| Text segment |

Problems of Punjab’s Monoculture | 17 Dec 2020

Why in News

Amidst the ongoing farmer’s protests, questions are being raised on the sustainability of paddy-wheat cultivation, especially in Punjab.

Key Points

  • Monoculture in Punjab:
    • Monoculture is the agricultural practice of growing a single crop, plant, or livestock species, variety, or breed in a field or farming system at a time.
    • Wheat and paddy constitute about 84.6% of the total area planted to all crops compromising on pulses, maize, bajra and oilseeds cotton.
  • Problem of Monoculture:
    • Growing the same crops year after year on the same land increases vulnerability to pest and disease attacks. The more the crop and genetic diversity, the more difficult it is for insects and pathogens to devise a way to pierce through plant resistance.
    • Wheat and paddy cannot also, unlike pulses and legumes, fix nitrogen from the atmosphere. Their continuous cultivation without any crop rotation, then, leads to depletion of soil nutrients and growing dependence on chemical fertilisers and pesticides.
  • Wheat vs Paddy:
    • Wheat:
      • It is naturally adapted to Punjab’s soil and agro climatic conditions.
        • It is a cool season crop that can be grown only in regions particularly north of the Vindhyas where day temperatures are within the early-thirty degrees Celsius range right through March.
      • Its cultivation is desirable for national food security.
        • The state’s wheat yields at 5 tonnes-plus per hectare, as against the national average of 3.4-3.5 tonnes.
    • Paddy:
      • It requires a huge amount of water.
        • Farmers usually irrigate wheat five times. In paddy, 30 irrigations or more are given.
        • Punjab’s groundwater table has been declining by 0.5 meters per annum on an average due to paddy and the state’s policy of supplying free power for irrigation. It has encouraged farmers to grow long-duration water-guzzling varieties like Pusa-44.
      • Pusa-44 has high yield but a long duration growth period.
        • Long duration means transplanting by mid-May (Peak Summer), to enable harvesting from October and timely planting of the next wheat crop. But being peak summer time, it also translated into very high water requirements.
      • Paddy, being a warm season crop is not very sensitive to high temperature stress thus can be grown in much of eastern, central and southern India, where water is sufficiently available.
  • Government Initiatives:
    • Punjab Preservation of Subsoil Water Act, 2009 barred any nursery-sowing and transplanting of paddy before May 15 and June 15, respectively.
      • The Act was passed for the conservation of the groundwater.

| Tasks for this exercise |
**1)** Please rewrite the monoculture text between "Problems of Punjab’s" and "especially in Punjab.", inclusive, replacing "paddy-wheat cultivation" with "rice-wheat cultivation".
**2)** Based on the monoculture text, decide whether each statement agrees with it: (a) Farmers usually irrigate wheat five times. (b) Punjab's groundwater table has been declining by about one meter per year. (c) Wheat and paddy can fix nitrogen from the atmosphere. Answer yes or no for each, quoting the deciding words.

[Saved entries]
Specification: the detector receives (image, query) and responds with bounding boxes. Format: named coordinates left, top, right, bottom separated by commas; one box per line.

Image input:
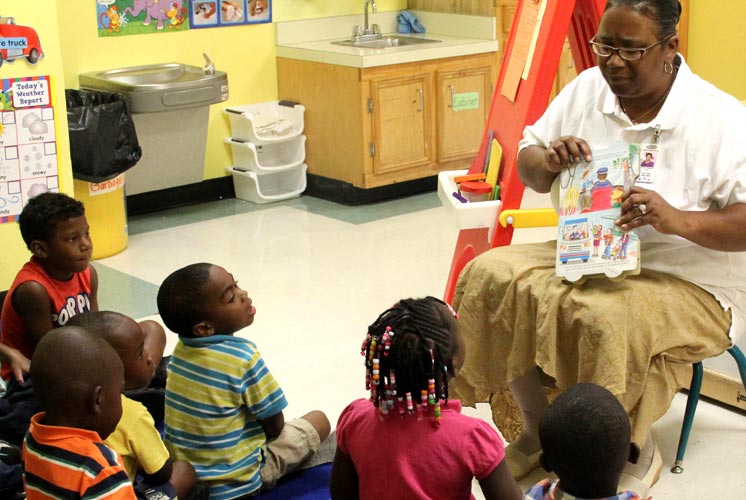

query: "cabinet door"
left=369, top=73, right=434, bottom=175
left=437, top=66, right=492, bottom=163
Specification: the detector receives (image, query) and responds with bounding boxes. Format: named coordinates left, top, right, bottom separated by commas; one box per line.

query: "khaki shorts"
left=261, top=418, right=321, bottom=490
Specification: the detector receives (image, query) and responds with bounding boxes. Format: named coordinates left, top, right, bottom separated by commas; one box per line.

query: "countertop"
left=275, top=11, right=498, bottom=68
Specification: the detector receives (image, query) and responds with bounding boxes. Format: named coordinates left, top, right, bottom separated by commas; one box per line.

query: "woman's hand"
left=0, top=344, right=31, bottom=383
left=544, top=135, right=593, bottom=173
left=518, top=135, right=592, bottom=193
left=615, top=186, right=682, bottom=234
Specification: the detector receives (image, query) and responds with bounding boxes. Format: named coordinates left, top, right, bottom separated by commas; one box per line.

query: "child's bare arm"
left=88, top=265, right=98, bottom=311
left=11, top=281, right=54, bottom=348
left=138, top=319, right=166, bottom=367
left=140, top=458, right=174, bottom=484
left=259, top=412, right=285, bottom=439
left=476, top=460, right=523, bottom=500
left=329, top=448, right=358, bottom=500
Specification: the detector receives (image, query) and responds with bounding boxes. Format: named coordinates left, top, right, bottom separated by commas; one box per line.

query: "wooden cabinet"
left=277, top=52, right=497, bottom=189
left=437, top=62, right=496, bottom=163
left=368, top=72, right=435, bottom=183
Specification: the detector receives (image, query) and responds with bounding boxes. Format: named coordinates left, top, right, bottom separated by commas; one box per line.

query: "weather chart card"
left=556, top=142, right=640, bottom=282
left=0, top=76, right=59, bottom=222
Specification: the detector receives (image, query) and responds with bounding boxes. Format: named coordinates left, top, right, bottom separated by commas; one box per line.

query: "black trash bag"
left=65, top=89, right=142, bottom=182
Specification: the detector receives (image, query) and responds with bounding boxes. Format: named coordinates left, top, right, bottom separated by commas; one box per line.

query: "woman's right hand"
left=544, top=135, right=593, bottom=173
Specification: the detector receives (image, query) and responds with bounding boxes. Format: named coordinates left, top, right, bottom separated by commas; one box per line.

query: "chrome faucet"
left=202, top=52, right=215, bottom=75
left=363, top=0, right=378, bottom=35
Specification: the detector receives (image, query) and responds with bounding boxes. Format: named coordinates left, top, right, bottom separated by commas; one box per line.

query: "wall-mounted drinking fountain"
left=79, top=54, right=228, bottom=195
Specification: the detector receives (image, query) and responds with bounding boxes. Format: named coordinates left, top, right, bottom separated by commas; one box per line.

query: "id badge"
left=635, top=144, right=660, bottom=184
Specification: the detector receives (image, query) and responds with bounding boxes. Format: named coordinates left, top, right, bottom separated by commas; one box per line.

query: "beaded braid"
left=360, top=297, right=457, bottom=426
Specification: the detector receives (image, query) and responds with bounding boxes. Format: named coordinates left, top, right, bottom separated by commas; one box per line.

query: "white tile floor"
left=99, top=194, right=746, bottom=500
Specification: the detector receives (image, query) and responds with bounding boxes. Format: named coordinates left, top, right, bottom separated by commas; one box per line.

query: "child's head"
left=67, top=311, right=156, bottom=390
left=539, top=383, right=637, bottom=498
left=31, top=326, right=124, bottom=439
left=157, top=263, right=256, bottom=337
left=18, top=193, right=93, bottom=273
left=361, top=297, right=464, bottom=424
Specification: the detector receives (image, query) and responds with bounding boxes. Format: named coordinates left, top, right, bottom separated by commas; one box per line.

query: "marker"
left=451, top=191, right=469, bottom=203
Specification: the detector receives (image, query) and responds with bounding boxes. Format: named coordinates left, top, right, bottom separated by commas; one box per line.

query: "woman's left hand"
left=615, top=186, right=681, bottom=234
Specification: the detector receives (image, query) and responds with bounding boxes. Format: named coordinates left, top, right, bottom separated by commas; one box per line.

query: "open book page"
left=556, top=142, right=640, bottom=282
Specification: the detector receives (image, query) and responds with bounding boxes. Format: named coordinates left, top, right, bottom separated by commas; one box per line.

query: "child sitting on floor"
left=158, top=263, right=329, bottom=500
left=23, top=326, right=135, bottom=500
left=0, top=193, right=166, bottom=382
left=330, top=297, right=521, bottom=500
left=525, top=383, right=640, bottom=500
left=68, top=311, right=203, bottom=500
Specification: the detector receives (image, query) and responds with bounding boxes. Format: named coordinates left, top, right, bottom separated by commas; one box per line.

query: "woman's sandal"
left=505, top=446, right=541, bottom=481
left=618, top=445, right=663, bottom=498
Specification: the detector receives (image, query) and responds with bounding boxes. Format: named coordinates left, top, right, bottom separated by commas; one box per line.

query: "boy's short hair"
left=31, top=326, right=121, bottom=411
left=65, top=311, right=126, bottom=345
left=18, top=193, right=85, bottom=250
left=157, top=262, right=212, bottom=337
left=539, top=383, right=631, bottom=490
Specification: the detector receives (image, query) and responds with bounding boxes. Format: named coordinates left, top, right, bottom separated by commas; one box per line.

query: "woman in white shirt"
left=453, top=0, right=746, bottom=496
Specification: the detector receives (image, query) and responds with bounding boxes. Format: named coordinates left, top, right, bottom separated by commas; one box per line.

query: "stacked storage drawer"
left=225, top=101, right=307, bottom=203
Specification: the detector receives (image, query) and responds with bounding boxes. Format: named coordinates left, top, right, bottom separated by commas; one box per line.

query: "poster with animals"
left=0, top=76, right=59, bottom=222
left=555, top=142, right=640, bottom=282
left=96, top=0, right=272, bottom=37
left=96, top=0, right=189, bottom=37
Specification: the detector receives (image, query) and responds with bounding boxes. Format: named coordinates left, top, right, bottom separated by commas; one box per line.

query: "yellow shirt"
left=104, top=395, right=169, bottom=481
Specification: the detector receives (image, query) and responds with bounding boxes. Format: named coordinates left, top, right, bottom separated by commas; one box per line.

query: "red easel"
left=445, top=0, right=606, bottom=303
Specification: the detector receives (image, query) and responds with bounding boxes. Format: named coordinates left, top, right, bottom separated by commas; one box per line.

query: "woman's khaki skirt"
left=451, top=242, right=731, bottom=446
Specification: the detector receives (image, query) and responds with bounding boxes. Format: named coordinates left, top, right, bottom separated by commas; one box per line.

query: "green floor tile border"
left=127, top=192, right=440, bottom=235
left=93, top=262, right=158, bottom=318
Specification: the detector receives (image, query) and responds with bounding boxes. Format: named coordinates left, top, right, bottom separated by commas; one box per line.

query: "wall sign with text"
left=0, top=76, right=59, bottom=222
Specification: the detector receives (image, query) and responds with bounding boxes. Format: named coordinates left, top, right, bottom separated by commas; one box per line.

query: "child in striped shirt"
left=158, top=263, right=330, bottom=500
left=23, top=326, right=136, bottom=500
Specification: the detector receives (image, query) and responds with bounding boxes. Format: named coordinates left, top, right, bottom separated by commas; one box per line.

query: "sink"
left=331, top=35, right=440, bottom=49
left=78, top=63, right=228, bottom=113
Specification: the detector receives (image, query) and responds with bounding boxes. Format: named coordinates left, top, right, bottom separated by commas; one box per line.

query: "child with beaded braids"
left=330, top=297, right=522, bottom=500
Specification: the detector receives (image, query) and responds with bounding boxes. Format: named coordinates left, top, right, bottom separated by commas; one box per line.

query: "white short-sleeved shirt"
left=519, top=55, right=746, bottom=341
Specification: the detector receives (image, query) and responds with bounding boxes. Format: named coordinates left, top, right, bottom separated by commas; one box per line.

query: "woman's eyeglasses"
left=588, top=35, right=673, bottom=61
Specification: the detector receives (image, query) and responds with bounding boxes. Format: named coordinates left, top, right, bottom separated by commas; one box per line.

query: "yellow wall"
left=0, top=0, right=73, bottom=290
left=687, top=0, right=746, bottom=99
left=58, top=0, right=406, bottom=188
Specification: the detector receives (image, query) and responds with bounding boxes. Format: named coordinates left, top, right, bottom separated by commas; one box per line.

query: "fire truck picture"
left=0, top=17, right=44, bottom=66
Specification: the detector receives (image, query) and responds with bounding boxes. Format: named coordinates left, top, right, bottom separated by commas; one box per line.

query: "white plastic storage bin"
left=438, top=170, right=502, bottom=229
left=225, top=101, right=306, bottom=144
left=226, top=163, right=308, bottom=203
left=225, top=135, right=306, bottom=173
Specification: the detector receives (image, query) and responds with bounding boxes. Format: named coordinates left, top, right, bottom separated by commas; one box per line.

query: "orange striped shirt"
left=23, top=413, right=136, bottom=500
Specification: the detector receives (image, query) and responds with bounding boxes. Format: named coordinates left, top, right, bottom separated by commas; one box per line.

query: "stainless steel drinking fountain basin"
left=78, top=59, right=228, bottom=196
left=78, top=63, right=228, bottom=113
left=331, top=35, right=440, bottom=49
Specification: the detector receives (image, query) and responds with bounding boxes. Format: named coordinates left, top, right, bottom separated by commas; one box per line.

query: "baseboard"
left=303, top=174, right=438, bottom=206
left=125, top=176, right=236, bottom=215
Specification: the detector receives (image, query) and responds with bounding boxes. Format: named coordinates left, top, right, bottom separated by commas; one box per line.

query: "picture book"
left=556, top=142, right=640, bottom=282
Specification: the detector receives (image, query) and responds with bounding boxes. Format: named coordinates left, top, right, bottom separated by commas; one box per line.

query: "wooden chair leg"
left=671, top=345, right=746, bottom=474
left=728, top=345, right=746, bottom=390
left=671, top=362, right=704, bottom=474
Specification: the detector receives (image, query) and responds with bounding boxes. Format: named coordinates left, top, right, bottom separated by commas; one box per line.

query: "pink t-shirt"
left=337, top=399, right=505, bottom=500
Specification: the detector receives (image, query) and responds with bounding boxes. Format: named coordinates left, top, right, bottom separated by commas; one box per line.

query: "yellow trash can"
left=73, top=174, right=127, bottom=259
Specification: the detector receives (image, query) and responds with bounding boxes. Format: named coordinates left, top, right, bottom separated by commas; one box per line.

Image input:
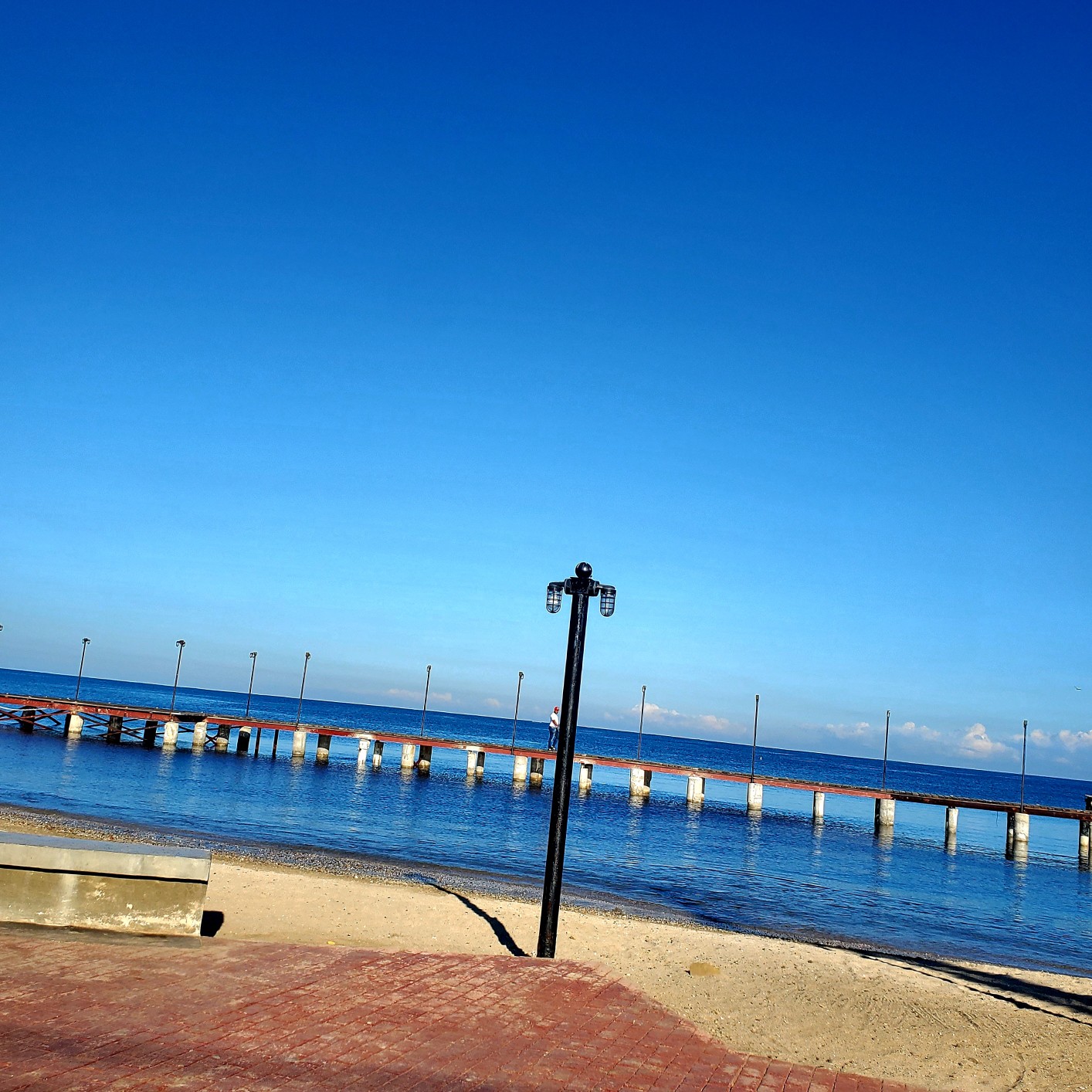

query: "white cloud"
left=823, top=721, right=873, bottom=739
left=1058, top=728, right=1092, bottom=750
left=958, top=723, right=1010, bottom=758
left=892, top=721, right=940, bottom=744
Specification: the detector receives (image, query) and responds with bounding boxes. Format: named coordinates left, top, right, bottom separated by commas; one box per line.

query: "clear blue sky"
left=0, top=2, right=1092, bottom=776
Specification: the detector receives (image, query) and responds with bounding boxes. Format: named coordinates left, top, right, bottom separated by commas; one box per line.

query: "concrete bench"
left=0, top=831, right=212, bottom=937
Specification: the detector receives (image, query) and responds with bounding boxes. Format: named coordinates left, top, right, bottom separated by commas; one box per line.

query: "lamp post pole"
left=880, top=709, right=891, bottom=788
left=74, top=636, right=90, bottom=701
left=1020, top=721, right=1028, bottom=812
left=242, top=652, right=262, bottom=755
left=748, top=694, right=758, bottom=782
left=420, top=664, right=432, bottom=739
left=171, top=641, right=185, bottom=712
left=538, top=561, right=617, bottom=958
left=512, top=672, right=523, bottom=751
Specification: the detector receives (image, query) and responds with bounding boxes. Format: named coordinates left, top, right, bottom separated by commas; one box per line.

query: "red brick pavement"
left=0, top=931, right=943, bottom=1092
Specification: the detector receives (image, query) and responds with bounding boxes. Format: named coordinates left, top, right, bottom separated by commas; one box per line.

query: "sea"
left=0, top=670, right=1092, bottom=975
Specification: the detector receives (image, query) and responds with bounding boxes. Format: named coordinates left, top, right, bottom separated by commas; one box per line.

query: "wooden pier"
left=0, top=694, right=1092, bottom=867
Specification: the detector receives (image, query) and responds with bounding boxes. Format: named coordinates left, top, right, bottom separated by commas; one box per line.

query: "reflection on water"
left=6, top=663, right=1092, bottom=972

| Answers by task |
**1)**
Problems of Punjab’s Monoculture | 17 Dec 2020

Why in News

Amidst the ongoing farmer’s protests, questions are being raised on the sustainability of rice-wheat cultivation, especially in Punjab.

**2)**
(a) Yes: "Farmers usually irrigate wheat five times."
(b) No: "Punjab’s groundwater table has been declining by 0.5 meters per annum on an average"
(c) No: "Wheat and paddy cannot also, unlike pulses and legumes, fix nitrogen from the atmosphere."